━━━━━ Text under study ━━━━━

That is the philosophy behind the complex chemistry of the pharmaceutical
industry. The science involved in tailoring drugs to eliminate targeted
symptoms is complex and impressive. The science behind the rationale
for doing this is, at best, sloppy coping, at worst, fraudulent
and destructive.
Psycho-politics:
The DSM is not just a ploy for psychiatrists and pharmaceutical
companies to make a few billion dollars. It's part of an attempt
to legislate mental health into our lives. For example, efforts
to make it mandatory for every insurance policy to include full
coverage for mental illnesses are based on the DSM. The idea is
that mental illnesses are real illnesses, "just like cancer
or Parkinson's disease" and should be given equal coverage
(or "full parity"), and this is supposed to hold up for
every condition listed in DSM IV. ADHD is a real illness, just like
diabetes; Depression is a real illness, just like chicken pox; a
woman feeling bad during menstruation is a real illness just like
measles. I haven't yet heard "fear of peanut butter sticking
to the roof of one's mouth is a real illness just like muscular
dystrophy", though the peanut butter fear is one of the phobia's
listed in DSM IV and will, therefore, be treated as a full-blooded
illness under legislation now being considered, so that all insurance
policies will have to pay for treatment of people worried about
peanut butter's adhesive qualities.
And how easy to defraud insurance companies, when there are no
objective tests for ANY of these illnesses (not even such classics
as schizophrenia). Any psychiatrist can label any patient and get
paid for doing so. There are no lab tests, for example, to show
that someone has these illnesses. ("Of course not! They're
mental!" you say, but, again, the rationale for the treatments
is that they are caused by chemical imbalances.)

━━━━━ Extracted information ━━━━━

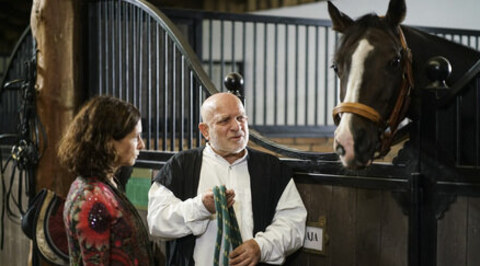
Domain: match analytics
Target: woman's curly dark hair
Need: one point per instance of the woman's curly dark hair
(86, 149)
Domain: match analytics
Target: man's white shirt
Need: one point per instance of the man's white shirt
(169, 217)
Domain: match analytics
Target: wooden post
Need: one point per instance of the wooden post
(56, 28)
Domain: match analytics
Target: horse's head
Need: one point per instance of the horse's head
(374, 68)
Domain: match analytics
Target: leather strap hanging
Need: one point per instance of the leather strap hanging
(388, 127)
(226, 221)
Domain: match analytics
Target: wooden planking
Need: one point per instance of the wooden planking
(452, 234)
(364, 227)
(473, 231)
(367, 227)
(341, 221)
(394, 239)
(16, 246)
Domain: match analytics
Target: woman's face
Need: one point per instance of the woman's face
(129, 147)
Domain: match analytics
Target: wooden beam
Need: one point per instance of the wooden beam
(58, 84)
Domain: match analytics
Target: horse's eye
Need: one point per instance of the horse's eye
(335, 68)
(395, 62)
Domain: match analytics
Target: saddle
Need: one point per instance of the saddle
(43, 223)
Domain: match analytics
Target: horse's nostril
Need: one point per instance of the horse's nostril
(340, 150)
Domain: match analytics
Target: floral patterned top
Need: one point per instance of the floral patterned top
(103, 227)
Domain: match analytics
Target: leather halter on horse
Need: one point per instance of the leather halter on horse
(389, 127)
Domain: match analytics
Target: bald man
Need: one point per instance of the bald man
(181, 208)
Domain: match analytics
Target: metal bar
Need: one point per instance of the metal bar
(317, 70)
(157, 88)
(120, 64)
(141, 58)
(128, 17)
(296, 75)
(265, 60)
(222, 55)
(100, 46)
(134, 53)
(286, 74)
(199, 101)
(182, 103)
(190, 111)
(112, 43)
(275, 81)
(307, 39)
(327, 110)
(107, 50)
(149, 85)
(174, 97)
(165, 92)
(254, 75)
(210, 49)
(233, 47)
(477, 121)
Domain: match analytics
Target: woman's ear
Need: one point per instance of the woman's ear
(204, 129)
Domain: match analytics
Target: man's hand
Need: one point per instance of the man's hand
(247, 253)
(209, 201)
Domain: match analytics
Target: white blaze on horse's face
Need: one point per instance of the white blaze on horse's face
(343, 135)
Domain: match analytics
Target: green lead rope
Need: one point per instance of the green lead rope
(226, 220)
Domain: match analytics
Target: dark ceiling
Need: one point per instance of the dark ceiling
(15, 14)
(14, 19)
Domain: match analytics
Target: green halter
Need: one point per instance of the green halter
(225, 216)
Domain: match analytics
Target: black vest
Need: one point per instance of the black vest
(181, 174)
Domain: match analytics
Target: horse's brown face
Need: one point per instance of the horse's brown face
(369, 63)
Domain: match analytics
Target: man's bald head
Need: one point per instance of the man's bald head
(225, 125)
(216, 101)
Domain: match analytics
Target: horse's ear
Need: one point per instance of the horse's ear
(340, 21)
(397, 10)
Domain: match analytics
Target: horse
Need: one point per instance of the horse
(380, 65)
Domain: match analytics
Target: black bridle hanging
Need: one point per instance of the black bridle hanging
(24, 155)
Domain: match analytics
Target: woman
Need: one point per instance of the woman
(103, 227)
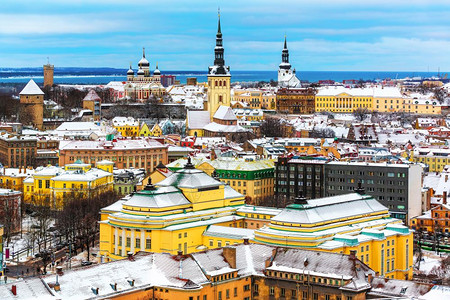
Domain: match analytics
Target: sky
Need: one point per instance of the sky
(324, 35)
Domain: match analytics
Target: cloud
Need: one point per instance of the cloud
(55, 24)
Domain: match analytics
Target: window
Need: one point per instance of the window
(271, 291)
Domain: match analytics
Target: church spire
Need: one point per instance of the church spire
(219, 62)
(285, 52)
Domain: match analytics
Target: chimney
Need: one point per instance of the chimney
(300, 199)
(130, 255)
(352, 255)
(360, 190)
(114, 286)
(130, 281)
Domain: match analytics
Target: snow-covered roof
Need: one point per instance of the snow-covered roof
(225, 113)
(158, 198)
(147, 270)
(191, 179)
(78, 126)
(329, 208)
(197, 119)
(216, 127)
(92, 96)
(31, 89)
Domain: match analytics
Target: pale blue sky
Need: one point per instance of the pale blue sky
(396, 35)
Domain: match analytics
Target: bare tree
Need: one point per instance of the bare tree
(361, 113)
(322, 133)
(271, 127)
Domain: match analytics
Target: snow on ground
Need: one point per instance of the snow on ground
(430, 260)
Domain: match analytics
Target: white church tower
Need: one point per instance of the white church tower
(286, 75)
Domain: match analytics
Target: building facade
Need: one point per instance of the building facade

━━━━━

Decide whether each statement agrees with the passage on the DSM, answering yes or no and quoting the words of the passage that settle it.
1. Efforts to require full insurance coverage for mental illnesses are based on the DSM.
2. Lab tests exist to confirm schizophrenia.
3. The science of tailoring drugs to eliminate targeted symptoms is called complex and impressive.
The lines above are separate material, apart from the text.

Written reply:
1. Yes: "efforts to make it mandatory for every insurance policy to include full coverage for mental illnesses are based on the DSM"
2. No: "there are no objective tests for ANY of these illnesses (not even such classics as schizophrenia)"
3. Yes: "The science involved in tailoring drugs to eliminate targeted symptoms is complex and impressive."